(Object pointing dataset rows)
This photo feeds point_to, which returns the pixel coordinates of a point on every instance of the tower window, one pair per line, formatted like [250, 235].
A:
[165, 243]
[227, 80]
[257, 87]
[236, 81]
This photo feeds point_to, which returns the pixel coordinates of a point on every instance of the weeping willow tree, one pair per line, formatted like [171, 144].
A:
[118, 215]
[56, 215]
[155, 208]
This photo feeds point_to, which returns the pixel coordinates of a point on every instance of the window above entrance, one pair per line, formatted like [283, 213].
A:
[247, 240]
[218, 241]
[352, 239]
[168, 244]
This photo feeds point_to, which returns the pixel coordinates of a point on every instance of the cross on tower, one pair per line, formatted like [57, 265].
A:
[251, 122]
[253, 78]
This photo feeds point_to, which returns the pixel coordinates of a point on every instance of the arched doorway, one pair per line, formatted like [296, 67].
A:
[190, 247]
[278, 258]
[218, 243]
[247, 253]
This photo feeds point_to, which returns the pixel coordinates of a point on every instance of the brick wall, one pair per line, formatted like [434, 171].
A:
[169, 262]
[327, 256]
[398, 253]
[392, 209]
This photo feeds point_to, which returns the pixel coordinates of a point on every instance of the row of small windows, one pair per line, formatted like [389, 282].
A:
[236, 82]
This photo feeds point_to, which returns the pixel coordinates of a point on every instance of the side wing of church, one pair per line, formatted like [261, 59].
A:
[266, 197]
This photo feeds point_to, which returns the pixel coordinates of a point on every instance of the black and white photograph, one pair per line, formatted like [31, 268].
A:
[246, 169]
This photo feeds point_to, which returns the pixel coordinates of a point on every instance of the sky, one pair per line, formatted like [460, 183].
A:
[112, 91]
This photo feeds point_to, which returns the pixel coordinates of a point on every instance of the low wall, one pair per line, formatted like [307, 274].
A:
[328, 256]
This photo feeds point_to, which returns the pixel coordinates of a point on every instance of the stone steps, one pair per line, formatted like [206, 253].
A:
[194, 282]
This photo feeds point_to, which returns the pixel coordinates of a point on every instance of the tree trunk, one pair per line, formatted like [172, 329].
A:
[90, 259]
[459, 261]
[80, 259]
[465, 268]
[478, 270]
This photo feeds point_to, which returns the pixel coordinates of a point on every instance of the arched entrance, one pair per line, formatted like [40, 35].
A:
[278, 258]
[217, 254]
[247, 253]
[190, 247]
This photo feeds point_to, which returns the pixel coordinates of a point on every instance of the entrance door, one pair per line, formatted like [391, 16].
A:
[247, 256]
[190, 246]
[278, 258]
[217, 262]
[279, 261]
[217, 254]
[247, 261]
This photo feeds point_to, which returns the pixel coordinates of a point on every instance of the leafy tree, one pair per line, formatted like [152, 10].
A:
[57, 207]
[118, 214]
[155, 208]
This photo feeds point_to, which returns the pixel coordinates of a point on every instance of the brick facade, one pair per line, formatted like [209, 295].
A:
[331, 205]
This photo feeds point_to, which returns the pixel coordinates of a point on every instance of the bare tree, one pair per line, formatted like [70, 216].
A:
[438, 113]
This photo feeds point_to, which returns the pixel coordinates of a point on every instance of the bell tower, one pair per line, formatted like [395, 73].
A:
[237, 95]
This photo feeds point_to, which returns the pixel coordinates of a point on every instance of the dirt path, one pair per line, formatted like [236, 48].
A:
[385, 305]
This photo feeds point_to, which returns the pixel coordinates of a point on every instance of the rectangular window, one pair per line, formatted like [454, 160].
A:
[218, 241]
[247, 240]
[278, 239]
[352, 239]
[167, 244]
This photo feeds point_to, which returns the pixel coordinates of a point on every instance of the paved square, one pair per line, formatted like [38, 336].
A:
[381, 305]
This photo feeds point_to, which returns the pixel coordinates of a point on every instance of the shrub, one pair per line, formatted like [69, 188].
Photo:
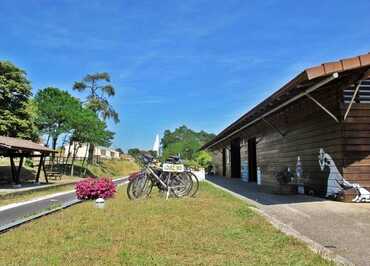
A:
[91, 188]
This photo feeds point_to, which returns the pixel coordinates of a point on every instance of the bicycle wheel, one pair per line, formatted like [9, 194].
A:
[195, 184]
[140, 187]
[180, 184]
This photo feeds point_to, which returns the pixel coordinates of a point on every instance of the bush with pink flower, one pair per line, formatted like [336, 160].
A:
[92, 188]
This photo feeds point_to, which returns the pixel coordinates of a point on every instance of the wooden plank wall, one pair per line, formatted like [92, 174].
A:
[308, 129]
[356, 133]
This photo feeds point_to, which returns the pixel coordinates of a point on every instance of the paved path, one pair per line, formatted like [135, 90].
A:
[14, 212]
[343, 228]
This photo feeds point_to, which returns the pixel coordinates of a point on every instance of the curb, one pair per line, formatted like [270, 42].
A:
[286, 229]
[41, 188]
[19, 222]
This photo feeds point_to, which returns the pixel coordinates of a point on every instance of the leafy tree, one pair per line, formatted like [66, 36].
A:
[99, 89]
[120, 150]
[184, 141]
[88, 128]
[15, 92]
[56, 110]
[134, 152]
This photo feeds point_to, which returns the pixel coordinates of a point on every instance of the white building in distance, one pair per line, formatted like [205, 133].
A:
[99, 151]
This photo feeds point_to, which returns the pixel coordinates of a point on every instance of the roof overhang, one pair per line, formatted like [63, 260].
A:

TASK STATEMENT:
Every record above should be written out again exactly; the pictures stay out of the copy.

COMPLETED EXERCISE:
This photo feeds point_to, which returns the pixel coordinates of a point on every instance of the tower window, one pair per line, formatted like [250, 235].
A:
[165, 243]
[227, 80]
[257, 87]
[236, 81]
This photo feeds point_to, which returns the pixel coordinates of a point on every instance of the weeping willow tree, one pair per line, formatted like [171, 144].
A:
[118, 215]
[56, 215]
[155, 208]
This photo feeds point_to, which returns the pixel coordinates of a point on every instance of the window above entrance, one pair per line, formatted like [283, 213].
A:
[247, 240]
[218, 241]
[352, 239]
[168, 244]
This photo feeds point_to, which returns the pixel coordinates of a point on every instance of the cross on tower, one pair per line, formatted like [57, 265].
A:
[251, 122]
[253, 78]
This photo feeds point_to, which returns the pixel coordinates of a point on every instance of the arched doorway, one pair per line, formatted like [296, 67].
A:
[190, 247]
[278, 258]
[218, 243]
[247, 253]
This photo feeds point_to, which returns the pixel coordinates of a point on every instance of the brick wall, one pair per line, formatted like [434, 171].
A:
[169, 262]
[327, 256]
[398, 253]
[392, 209]
This photo feeds point_to, which returns the pixel coordinates of a point on every instance of the row of small windows, one pair per line, formatted like [389, 282].
A:
[236, 82]
This photo feeds point_to, which returns the pixel coordinates of a point on every instance of the side wing of church, one pair per line, formatted like [261, 59].
A:
[266, 197]
This photo feeds point_to, which returns the pixel coordinates of a point on every instance of the black and white photograph, one pair per line, formatted like [31, 268].
A:
[246, 169]
This photo feeds point_to, which returns the pixel coordinates of a point on every instance of the sky, one pair per line, formatted like [460, 183].
A:
[112, 91]
This photo feeds point_to, which returns the pixel coordinates of a point on every instance of the low wall, one pair per line, formatted like [307, 274].
A:
[328, 256]
This photo feeds point_to, which returns the pixel coordinates of a point on every instance of the stone steps, one pair per line, formatted like [206, 253].
A:
[194, 282]
This photo feeds point_to, which returns the pixel coordinates of a point on every instance of the tree trunk, one pair per line, formatted like [172, 329].
A:
[90, 259]
[459, 261]
[80, 259]
[465, 268]
[478, 270]
This photo feeds point_to, which returns the pixel coordinates of a point on every instance of the arched entrance, one pair per line, formatted like [40, 35].
A:
[278, 258]
[217, 254]
[247, 253]
[190, 247]
This photo feeds point_to, which returns the pixel coordinates of a point on every instance of the entrance door, one pair per line, formatted like [391, 16].
A:
[247, 256]
[190, 246]
[278, 258]
[217, 262]
[279, 261]
[217, 254]
[247, 261]
This photo feeds point_to, which returns the pixel coordinates of a point on every instance of the leafy tree, one pair per line, formatted like [152, 10].
A:
[57, 207]
[118, 214]
[155, 208]
This photo feeds point_to, which returns the pixel coordinates of a point on every instance of the brick facade, one pair per line, formatted like [209, 295].
A:
[331, 205]
This photo feeds point_to, which returns the pixel coordinates of a point on every instance of the bare tree, one pair per line, formatted like [70, 216].
A:
[438, 113]
This photo feeds point_to, which returns the pixel coordinates of a point on every instance of the bell tower, one pair per line, formatted like [395, 73].
A:
[237, 95]
This photo feeds point_to, which returns the pixel coordinates of a point on every instance of the dirt path, one pair per line, formatted like [236, 48].
A:
[385, 305]
This photo feeds point_to, which returns the pixel coordinates of a point on every instance of the rectangular window, one pair per line, formatted like [454, 160].
A:
[218, 241]
[247, 240]
[278, 239]
[352, 239]
[167, 244]
This photo feeds point_to, which returns the pixel coordinates of a point on every instance of the paved square, one pair per line, formatted like [38, 336].
A:
[381, 305]
This photo feeds point_to, which returns the pixel coordinates of a point on every instance of the shrub, one pair per line, formatted like [69, 188].
Photo:
A:
[91, 188]
This photo feeds point_to, which returns the pixel coordinates of a point on every instance of the bicycle wheel, one pair per line, formatted like [9, 194].
A:
[195, 184]
[140, 187]
[180, 184]
This photo feeds point_to, which returns the pixel coordinates of a point on every instance of the bush with pink flower, one pair per line, formatted like [336, 160].
A:
[92, 188]
This photo feeds point_to, which returns the pixel coordinates of a point on every instance of the wooden plank wall, one pair per line, formatted like [92, 174].
A:
[308, 129]
[356, 133]
This photo feeds point_to, which returns the pixel coordinates of a point on every instance of the paved path, one pair per line, formatted like [135, 90].
A:
[14, 212]
[343, 228]
This photo feeds point_to, which returns the pixel coordinates of a point on every instance of the curb, one pair per line, formatted like [270, 42].
A:
[286, 229]
[41, 188]
[19, 222]
This photo feeds point_to, which returns the pixel coordinates of a point on every instance of the leafy tree, one pair per line, formatted like [66, 36].
A:
[99, 89]
[120, 150]
[184, 141]
[88, 128]
[15, 92]
[56, 110]
[134, 152]
This photo feeds point_to, which returns the pixel coordinates of a point on every instance of the white building in distance, one pair per line, formatted like [205, 133].
A:
[99, 151]
This photo feeds point_to, which returns the pixel coordinates of a point on every instance of the roof overhang, one pair per line, formatted like [63, 260].
A:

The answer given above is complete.